Information shown:
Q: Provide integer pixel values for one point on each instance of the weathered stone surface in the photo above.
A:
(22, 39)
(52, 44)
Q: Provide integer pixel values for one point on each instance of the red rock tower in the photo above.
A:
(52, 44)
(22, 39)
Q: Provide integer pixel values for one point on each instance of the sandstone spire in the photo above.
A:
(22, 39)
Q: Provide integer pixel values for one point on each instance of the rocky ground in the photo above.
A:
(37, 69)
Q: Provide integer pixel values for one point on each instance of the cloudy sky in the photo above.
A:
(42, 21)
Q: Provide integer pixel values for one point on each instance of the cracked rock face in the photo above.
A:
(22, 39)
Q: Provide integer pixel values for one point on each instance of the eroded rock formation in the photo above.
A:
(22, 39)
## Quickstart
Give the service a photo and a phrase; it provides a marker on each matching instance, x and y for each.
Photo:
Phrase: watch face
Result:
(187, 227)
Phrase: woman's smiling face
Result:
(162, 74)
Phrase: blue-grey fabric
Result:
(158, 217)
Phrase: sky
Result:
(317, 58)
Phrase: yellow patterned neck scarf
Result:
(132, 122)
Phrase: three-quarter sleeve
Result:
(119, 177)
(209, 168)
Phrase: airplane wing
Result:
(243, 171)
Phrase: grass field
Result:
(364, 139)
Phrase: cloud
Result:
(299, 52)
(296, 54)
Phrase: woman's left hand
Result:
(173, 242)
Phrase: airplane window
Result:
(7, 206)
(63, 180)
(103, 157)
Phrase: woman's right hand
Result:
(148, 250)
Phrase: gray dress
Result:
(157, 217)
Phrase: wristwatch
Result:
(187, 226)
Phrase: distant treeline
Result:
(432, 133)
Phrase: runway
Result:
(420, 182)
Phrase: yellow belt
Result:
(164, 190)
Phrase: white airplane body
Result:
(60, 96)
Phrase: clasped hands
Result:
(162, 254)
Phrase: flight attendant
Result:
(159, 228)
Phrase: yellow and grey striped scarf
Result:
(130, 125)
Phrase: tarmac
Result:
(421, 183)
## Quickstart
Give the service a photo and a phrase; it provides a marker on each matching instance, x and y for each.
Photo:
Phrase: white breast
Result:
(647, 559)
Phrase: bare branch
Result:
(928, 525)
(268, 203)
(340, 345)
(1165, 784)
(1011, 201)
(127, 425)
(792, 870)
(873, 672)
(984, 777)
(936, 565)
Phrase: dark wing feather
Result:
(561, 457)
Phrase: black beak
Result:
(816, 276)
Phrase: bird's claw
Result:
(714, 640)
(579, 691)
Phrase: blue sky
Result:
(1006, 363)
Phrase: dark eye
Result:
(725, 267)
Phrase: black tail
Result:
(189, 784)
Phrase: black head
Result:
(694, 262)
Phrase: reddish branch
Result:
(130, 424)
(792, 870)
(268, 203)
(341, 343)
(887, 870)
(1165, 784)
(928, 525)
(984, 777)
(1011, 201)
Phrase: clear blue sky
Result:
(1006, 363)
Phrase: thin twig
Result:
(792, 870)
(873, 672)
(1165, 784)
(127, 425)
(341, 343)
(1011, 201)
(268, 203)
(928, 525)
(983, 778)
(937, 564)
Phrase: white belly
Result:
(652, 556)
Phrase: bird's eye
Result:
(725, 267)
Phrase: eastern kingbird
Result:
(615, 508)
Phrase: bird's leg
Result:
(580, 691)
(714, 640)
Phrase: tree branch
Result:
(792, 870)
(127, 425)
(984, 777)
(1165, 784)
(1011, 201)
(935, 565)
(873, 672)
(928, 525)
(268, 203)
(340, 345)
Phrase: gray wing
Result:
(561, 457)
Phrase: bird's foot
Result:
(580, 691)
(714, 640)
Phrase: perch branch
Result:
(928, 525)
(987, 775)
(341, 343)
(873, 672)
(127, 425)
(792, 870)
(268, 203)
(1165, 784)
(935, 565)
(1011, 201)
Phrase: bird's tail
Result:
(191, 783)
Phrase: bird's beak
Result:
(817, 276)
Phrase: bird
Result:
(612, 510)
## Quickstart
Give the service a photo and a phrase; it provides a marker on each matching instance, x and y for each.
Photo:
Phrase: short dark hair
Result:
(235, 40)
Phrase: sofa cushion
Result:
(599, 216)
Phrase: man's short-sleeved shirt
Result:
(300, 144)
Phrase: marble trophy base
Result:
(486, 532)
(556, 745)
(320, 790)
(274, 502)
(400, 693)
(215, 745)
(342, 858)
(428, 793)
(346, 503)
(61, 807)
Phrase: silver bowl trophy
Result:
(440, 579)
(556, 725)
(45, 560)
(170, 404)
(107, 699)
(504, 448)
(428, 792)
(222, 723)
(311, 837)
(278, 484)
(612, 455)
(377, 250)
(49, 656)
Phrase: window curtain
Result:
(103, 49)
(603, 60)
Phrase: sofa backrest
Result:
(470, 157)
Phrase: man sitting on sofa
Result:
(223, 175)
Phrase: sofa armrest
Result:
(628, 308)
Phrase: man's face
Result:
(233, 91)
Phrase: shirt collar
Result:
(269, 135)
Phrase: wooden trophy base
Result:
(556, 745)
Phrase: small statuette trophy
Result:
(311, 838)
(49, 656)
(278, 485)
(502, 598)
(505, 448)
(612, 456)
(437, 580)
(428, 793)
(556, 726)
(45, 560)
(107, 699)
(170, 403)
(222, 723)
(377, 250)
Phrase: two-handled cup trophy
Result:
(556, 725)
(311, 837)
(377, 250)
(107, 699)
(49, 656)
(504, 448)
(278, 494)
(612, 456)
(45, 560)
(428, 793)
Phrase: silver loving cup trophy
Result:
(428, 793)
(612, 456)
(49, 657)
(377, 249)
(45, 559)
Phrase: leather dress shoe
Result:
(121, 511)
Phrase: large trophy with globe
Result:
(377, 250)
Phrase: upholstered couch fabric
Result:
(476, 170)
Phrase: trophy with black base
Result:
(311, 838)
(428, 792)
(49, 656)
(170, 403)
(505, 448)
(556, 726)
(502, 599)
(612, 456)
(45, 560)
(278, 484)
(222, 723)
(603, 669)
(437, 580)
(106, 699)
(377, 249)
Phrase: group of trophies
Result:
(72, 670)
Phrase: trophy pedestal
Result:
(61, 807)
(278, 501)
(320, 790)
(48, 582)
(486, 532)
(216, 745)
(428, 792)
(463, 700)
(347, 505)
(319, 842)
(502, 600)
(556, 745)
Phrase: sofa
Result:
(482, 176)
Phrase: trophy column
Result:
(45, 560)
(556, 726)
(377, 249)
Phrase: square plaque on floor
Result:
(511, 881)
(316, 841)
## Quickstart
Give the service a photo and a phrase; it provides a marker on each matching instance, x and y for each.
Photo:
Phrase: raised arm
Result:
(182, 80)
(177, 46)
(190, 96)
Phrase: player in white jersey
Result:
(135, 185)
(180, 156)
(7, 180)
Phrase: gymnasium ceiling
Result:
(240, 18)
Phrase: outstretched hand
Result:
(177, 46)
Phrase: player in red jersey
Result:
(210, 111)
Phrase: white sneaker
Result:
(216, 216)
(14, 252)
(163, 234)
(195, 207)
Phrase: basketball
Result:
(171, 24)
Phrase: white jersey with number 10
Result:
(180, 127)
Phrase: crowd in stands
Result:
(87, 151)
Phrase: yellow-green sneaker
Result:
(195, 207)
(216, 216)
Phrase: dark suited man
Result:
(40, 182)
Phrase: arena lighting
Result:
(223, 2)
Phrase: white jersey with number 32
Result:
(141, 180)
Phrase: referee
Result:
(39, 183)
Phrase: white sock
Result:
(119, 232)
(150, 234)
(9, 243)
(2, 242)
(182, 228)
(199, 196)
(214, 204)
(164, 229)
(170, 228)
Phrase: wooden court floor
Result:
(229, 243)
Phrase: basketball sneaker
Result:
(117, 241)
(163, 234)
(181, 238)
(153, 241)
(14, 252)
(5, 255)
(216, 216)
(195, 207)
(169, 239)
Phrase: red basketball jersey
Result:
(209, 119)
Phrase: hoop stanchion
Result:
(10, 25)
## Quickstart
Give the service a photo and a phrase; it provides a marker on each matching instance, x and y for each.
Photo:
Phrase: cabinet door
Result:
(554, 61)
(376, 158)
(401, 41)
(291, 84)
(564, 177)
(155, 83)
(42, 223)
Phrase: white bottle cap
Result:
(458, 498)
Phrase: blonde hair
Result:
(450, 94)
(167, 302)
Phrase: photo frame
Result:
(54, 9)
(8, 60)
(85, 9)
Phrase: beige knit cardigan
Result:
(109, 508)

Task requirements:
Output nothing but the lines from the one containing "Phrase: wooden court floor" through the last line of the data, exactly as they stand.

Answer to the problem:
Phrase: wooden court floor
Result:
(229, 243)
Phrase: basketball sneaker
Result:
(117, 241)
(163, 234)
(181, 238)
(153, 241)
(14, 252)
(5, 255)
(216, 216)
(195, 207)
(169, 239)
Phrase: red basketball jersey
Result:
(209, 119)
Phrase: hoop stanchion
Result:
(10, 25)
## Quickstart
Give the service a photo and a phrase; it provides a marker on each matching instance, x and y for each.
Photo:
Phrase: cabinet door
Result:
(554, 61)
(376, 158)
(401, 41)
(291, 84)
(564, 177)
(155, 83)
(42, 223)
Phrase: white bottle cap
Result:
(458, 498)
Phrase: blonde hair
Result:
(450, 94)
(167, 302)
Phrase: photo frame
Result:
(54, 9)
(8, 60)
(85, 9)
Phrase: beige knit cardigan
Result:
(109, 508)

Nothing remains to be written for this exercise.